• [Tasks to perform]
1) Translate this sentence from the homeschooling advice into French: "This is a chance for your child to see the BEST of you."
2) Answer these questions from the homeschooling advice:
(a) What should you do if a Facebook group makes you feel your children should be doing better?
(b) Which show might make you want to stick pins in your eyes?
(c) While apart from friends, teachers, clubs, and normal routine, what does your child need more than anything?
3) Repeat the passage of the homeschooling advice word for word, starting at "Your ability (or" and ending at "to the curb.".

• [Selected text]
↓
Good enough IS good enough.
Your ability (or lack thereof) to get your child to willingly sit down and work as if he or she were at school, says NOTHING about you as a parent or a person. So you can kick those ideas to the curb.
I have been inundated with invitations to ‘join in’ with and ‘share’ home schooling experiences on social media. I guessing I’m not the only one! My advice? Whilst being in contact with those in the same boat as you is sensible for your sense of connectedness, be wary of FB groups on homeschooling. If they make you feel you should be doing better, leave. If they make you feel your children should be doing better, leave. Attacks on your self-esteem are absolutely not welcome, however kind and well-meaning those disguises may appear.
This is a chance for your child to see the BEST of you. So what is YOUR best? Is it tickle wars? Nerf wars? Can you go nuts with glitter? Are you a grease monkey or a petrol head? Are you a maniac on the dance floor? Are you experimental in the kitchen?
What ever makes your heart sing, give it to your child in bucket loads.
Power Rangers might make you want to stick pins in your eyes. But if you watch it with your child, he/she has a subconscious experience of ‘togetherness’. And while being apart from their friends, teachers, clubs, and normal routine, what your child needs more than anything is a sense of togetherness. If you’re in the kitchen, what’s their alternative experience?
↑
• [Location identification items]
↓
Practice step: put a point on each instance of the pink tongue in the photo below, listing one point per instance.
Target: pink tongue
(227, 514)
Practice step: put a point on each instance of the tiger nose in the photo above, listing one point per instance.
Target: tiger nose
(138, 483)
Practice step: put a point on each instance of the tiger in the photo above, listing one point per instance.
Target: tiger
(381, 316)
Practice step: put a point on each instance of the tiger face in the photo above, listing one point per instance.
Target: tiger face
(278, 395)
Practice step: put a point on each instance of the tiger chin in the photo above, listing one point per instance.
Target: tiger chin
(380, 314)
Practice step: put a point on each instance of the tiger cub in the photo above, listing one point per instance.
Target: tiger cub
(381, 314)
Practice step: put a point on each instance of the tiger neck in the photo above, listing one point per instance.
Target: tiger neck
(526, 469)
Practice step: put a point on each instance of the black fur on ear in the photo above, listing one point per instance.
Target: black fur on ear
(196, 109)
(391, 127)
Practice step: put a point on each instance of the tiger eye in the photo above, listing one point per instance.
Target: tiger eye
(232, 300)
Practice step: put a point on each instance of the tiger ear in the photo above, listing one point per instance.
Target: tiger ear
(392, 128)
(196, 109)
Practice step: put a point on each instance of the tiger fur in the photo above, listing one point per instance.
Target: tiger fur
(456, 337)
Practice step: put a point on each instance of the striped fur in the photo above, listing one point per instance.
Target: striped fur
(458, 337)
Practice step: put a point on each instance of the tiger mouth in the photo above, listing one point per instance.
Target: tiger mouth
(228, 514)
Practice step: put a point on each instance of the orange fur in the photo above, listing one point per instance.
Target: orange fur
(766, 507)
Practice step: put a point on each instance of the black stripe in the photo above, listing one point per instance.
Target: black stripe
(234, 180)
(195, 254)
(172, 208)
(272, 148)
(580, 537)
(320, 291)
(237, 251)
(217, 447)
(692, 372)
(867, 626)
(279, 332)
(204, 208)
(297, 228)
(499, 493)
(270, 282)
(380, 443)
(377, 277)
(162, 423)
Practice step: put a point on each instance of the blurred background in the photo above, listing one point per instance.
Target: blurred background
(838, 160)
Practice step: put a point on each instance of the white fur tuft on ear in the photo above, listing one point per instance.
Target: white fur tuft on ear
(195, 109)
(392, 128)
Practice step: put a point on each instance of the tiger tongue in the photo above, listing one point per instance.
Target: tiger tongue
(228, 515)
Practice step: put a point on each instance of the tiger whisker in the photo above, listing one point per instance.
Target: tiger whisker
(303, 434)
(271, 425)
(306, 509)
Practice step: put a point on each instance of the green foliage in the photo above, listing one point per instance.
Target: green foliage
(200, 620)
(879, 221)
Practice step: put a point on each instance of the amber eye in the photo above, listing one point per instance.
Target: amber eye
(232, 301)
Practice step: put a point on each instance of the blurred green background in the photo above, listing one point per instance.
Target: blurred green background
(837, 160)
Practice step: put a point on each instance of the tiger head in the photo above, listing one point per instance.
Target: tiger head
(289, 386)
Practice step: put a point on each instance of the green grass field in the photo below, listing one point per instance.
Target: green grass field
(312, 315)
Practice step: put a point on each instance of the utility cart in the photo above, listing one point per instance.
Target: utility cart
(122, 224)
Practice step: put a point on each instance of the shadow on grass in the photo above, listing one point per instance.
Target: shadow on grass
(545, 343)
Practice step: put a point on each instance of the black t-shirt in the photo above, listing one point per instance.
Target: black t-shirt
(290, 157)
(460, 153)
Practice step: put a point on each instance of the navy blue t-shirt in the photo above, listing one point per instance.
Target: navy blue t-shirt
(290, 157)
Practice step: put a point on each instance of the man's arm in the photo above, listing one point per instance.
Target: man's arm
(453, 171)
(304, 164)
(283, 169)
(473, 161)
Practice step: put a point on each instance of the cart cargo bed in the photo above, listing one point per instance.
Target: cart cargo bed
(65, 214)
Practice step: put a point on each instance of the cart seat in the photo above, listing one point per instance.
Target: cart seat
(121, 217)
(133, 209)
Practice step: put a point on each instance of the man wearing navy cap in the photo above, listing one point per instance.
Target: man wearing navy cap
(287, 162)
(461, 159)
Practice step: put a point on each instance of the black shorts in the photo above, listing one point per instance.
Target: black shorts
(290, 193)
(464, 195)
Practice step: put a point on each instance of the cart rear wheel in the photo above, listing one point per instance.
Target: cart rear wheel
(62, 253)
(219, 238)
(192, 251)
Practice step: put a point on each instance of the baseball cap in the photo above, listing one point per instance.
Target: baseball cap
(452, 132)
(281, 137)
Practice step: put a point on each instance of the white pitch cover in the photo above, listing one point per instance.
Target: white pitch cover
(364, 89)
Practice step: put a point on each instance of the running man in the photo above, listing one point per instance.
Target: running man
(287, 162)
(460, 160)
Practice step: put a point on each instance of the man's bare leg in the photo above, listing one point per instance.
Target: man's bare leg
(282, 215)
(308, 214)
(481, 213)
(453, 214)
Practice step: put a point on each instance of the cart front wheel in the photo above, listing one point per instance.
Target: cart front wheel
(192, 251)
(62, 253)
↑
• [Worked answers]
1) C'est l'occasion pour votre enfant de voir le MEILLEUR de vous-même.

2)
(a) Leave.
(b) Power Rangers.
(c) A sense of togetherness.

3)
Your ability (or lack thereof) to get your child to willingly sit down and work as if he or she were at school, says NOTHING about you as a parent or a person. So you can kick those ideas to the curb.